## Task set
1. From the text below titled "The Shape of the Data," list the stations it names in Yukon, Nunavut and Northwest Territories.
2. Answer these questions on "The Shape of the Data," which follows:
(a) What share of the earth's land area does Canada cover?
(b) By 2009, how many locations reporting temperature did GHCN use?
(c) What is GIStemp's cutoff for the reporting period of a station?

## Supplied passage
--

The Shape of the Data
How many thermometers do you need to report accurately on climate change in a country the size of Canada? Let me remind you that is 3.5 million square miles – or 6.7% of the land area of the earth, and covering latitudes from 45N to 85N. If I said 500 would that sound about right? As long as they are representative of changes in the whole area and track the changing climate, perhaps we could manage with less – half that perhaps? A third? Ten percent?
From over 600 individual temperature series and more than 540 combined series with records of more than 20 years, the thermometer record in Canada peaked in approx. 1975 (see map, left), but has since been decimated by station dropout.
By 2009 there are less than 30 locations reporting temperature that are used by the Global Historical Climate Network (GHCN) prepared by the U.S. National Climate Data Center (NCDC); this data is also used as the input to NASA’s GIStemp program.
You can see the locations of the stations on the map (left) and the most obvious ‘hole’ is the lack of stations above latitude 60N. Yukon, Nunavut and Northwest Territories make up 39% of Canada, but between them have only four stations: Dawson and Whitehorse (Y), Eureka and Coral Harbour (NT).
However, much of what is strange about Canada’s temperature record in GHCN is not immediately obvious. E.M.Smith’s marathon effort of examining records by country produced a “hair graph” for Canada using his dT method. Here is a simplified version of it:
This shows both the gradual increase in numbers of temperature stations included in the GHCN record and the change in the data over time. Note how, when the number of thermometers in the station record falls of a cliff in 1990, there is a massive increase in the rate of change dT. It just suddenly takes off. It is also worth looking at E.M.Smith’s original graph (here) as he also plots the monthly data (the “hair”); in 1990 Canada gets a ‘haircut’ – suddenly the temperature record has less variability. This dT method is useful for looking at the data, although the data is not weighted in any way in this analysis.
Now it’s not just one sudden loss of stations. There is a gradual rise in the station count, but some of the stations are very short-lived and dropout after 20-30 years of reporting (GIStemp has a cut off of 20 years so that stations reporting for any period shorter than this will not be used in the final GIStemp output).You can see the effect of this in the graph below – a few stations are dropped each year, particularly in the 70s, then that sudden loss of almost 200 stations after 1989.

--

## Stored rows
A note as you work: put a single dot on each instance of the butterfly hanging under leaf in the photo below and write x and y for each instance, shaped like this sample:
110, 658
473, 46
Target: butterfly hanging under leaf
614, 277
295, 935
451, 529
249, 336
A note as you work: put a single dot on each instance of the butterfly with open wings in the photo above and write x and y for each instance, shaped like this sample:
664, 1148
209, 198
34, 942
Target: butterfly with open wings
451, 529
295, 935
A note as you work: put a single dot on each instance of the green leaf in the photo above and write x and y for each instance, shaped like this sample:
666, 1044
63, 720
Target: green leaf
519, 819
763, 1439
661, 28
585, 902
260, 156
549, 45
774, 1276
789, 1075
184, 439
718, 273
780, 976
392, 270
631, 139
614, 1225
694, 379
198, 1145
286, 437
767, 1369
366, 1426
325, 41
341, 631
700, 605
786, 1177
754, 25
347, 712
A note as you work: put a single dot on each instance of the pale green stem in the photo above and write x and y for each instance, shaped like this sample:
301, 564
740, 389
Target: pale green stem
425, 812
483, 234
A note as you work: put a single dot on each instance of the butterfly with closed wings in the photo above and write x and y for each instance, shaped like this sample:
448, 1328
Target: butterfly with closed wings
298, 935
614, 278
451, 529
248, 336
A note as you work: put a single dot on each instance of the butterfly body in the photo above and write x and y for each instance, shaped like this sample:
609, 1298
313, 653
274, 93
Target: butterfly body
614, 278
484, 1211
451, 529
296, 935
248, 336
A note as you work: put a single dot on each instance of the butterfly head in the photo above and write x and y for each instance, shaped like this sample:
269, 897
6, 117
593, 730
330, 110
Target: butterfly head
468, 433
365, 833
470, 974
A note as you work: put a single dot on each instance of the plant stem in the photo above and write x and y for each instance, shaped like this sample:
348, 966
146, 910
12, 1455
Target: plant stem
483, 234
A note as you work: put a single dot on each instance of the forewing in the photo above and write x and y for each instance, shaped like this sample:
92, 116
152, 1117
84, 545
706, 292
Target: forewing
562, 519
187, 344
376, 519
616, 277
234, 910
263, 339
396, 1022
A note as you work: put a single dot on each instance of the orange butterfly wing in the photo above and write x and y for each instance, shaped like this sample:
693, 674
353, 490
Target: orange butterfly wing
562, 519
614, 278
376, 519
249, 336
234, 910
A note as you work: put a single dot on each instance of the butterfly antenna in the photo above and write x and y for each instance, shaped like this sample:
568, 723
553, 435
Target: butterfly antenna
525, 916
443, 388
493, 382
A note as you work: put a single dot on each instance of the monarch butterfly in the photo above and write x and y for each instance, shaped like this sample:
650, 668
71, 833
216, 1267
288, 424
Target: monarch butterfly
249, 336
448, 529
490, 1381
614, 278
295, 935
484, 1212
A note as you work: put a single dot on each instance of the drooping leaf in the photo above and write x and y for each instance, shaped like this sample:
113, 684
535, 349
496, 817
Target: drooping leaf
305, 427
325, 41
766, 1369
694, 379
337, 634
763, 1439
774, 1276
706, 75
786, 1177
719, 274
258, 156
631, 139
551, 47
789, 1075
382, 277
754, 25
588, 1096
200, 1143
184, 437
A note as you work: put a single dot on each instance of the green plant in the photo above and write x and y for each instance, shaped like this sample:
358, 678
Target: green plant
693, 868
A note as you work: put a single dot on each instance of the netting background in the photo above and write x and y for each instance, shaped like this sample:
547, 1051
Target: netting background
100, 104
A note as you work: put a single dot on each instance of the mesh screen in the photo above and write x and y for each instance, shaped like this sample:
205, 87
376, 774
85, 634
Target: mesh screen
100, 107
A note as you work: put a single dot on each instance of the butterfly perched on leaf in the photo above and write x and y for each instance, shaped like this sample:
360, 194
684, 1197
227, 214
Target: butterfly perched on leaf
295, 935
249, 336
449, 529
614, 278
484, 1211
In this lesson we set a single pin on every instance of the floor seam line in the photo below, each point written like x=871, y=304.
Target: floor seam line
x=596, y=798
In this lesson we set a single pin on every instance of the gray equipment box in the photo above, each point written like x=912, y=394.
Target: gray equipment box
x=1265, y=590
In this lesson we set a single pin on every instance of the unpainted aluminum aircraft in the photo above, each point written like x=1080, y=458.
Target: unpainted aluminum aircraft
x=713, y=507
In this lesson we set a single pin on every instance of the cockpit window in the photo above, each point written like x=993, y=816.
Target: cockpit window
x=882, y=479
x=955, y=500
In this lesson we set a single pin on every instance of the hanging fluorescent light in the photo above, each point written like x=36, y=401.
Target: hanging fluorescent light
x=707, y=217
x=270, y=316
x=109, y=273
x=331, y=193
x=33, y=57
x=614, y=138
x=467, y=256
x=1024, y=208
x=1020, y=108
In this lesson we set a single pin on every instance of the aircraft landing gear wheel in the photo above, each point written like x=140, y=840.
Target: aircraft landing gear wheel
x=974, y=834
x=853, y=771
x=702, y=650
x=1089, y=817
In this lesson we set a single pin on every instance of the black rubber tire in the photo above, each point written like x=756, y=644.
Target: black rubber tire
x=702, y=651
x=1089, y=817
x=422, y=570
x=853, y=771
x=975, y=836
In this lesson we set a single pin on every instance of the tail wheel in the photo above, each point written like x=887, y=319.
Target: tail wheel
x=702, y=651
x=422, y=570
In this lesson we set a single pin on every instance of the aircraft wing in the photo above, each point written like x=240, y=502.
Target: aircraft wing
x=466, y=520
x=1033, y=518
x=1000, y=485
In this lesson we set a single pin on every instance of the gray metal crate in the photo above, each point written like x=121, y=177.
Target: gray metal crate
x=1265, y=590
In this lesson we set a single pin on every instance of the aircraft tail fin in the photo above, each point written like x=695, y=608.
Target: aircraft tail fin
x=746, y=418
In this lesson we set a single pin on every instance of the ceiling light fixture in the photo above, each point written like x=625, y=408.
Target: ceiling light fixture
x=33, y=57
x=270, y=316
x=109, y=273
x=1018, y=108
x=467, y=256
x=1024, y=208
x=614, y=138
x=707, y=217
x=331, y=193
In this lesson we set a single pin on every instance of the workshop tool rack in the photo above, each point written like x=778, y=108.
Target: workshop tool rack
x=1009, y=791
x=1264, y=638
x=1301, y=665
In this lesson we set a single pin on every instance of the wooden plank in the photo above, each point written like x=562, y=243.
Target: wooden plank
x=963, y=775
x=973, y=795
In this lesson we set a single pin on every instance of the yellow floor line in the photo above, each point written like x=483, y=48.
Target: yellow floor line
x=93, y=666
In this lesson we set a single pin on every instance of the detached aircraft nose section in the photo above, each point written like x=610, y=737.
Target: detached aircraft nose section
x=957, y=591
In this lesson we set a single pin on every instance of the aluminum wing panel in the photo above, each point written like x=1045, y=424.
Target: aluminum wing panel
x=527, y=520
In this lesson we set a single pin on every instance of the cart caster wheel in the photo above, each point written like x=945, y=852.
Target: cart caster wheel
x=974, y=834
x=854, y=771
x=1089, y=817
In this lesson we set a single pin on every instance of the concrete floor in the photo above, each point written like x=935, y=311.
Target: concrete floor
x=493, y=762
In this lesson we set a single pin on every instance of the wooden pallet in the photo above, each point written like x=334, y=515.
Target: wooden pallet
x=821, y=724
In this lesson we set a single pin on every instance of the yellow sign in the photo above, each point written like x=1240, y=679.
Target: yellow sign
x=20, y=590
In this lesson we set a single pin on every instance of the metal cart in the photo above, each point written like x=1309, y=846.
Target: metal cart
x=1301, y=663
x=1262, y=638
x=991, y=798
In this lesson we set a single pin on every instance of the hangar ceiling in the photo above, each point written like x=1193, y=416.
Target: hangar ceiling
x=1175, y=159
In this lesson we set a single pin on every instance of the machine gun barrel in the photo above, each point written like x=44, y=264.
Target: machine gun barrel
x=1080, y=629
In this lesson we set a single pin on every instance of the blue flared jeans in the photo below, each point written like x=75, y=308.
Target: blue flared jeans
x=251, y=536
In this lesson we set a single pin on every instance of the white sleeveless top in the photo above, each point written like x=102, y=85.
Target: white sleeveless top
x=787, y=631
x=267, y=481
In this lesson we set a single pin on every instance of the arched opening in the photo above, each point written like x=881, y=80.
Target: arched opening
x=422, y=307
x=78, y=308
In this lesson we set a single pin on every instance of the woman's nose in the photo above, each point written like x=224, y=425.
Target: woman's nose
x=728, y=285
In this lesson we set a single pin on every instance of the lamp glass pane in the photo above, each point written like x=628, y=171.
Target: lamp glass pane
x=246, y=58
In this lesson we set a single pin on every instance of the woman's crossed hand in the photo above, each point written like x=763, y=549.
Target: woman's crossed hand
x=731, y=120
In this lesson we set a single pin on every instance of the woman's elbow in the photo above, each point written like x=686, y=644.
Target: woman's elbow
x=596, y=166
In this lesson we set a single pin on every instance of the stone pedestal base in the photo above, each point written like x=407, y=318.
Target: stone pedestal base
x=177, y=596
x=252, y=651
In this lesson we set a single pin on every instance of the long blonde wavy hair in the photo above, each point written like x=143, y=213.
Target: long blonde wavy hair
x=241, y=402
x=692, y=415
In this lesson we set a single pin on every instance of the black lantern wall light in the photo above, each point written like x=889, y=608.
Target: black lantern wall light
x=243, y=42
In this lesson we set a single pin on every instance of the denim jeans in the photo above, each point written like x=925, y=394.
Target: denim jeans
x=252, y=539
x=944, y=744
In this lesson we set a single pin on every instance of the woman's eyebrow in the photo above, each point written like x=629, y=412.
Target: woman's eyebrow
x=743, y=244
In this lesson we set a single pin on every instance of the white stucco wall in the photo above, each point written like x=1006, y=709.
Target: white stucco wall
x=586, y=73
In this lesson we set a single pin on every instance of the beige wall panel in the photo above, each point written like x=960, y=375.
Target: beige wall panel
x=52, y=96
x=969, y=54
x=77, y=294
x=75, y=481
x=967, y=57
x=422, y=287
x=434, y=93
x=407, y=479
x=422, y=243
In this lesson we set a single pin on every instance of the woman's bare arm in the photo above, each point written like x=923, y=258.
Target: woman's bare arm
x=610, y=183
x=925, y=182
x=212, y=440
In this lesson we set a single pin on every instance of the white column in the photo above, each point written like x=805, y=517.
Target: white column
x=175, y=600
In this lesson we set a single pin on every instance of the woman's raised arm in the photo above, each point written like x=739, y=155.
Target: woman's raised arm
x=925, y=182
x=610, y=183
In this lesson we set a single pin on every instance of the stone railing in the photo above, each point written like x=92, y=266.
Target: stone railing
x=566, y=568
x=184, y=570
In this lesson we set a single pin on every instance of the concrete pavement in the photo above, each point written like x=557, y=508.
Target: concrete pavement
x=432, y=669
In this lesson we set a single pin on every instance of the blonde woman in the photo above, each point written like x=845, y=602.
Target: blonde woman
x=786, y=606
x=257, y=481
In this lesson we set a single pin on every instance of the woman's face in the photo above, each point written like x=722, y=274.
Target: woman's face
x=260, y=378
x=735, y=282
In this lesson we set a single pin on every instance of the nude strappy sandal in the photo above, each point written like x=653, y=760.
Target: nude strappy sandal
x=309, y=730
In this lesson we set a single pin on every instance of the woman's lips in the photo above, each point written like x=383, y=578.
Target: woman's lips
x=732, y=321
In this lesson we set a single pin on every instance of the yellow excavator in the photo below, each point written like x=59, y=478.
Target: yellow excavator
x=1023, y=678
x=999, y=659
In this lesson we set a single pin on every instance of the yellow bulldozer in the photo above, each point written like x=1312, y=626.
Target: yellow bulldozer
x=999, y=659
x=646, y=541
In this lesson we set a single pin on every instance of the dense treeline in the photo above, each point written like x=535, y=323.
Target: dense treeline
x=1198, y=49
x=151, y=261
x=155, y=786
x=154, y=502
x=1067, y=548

--

## Expected responses
1.
Dawson
Whitehorse
Eureka
Coral Harbour

2.
(a) 6.7%
(b) Fewer than 30
(c) 20 years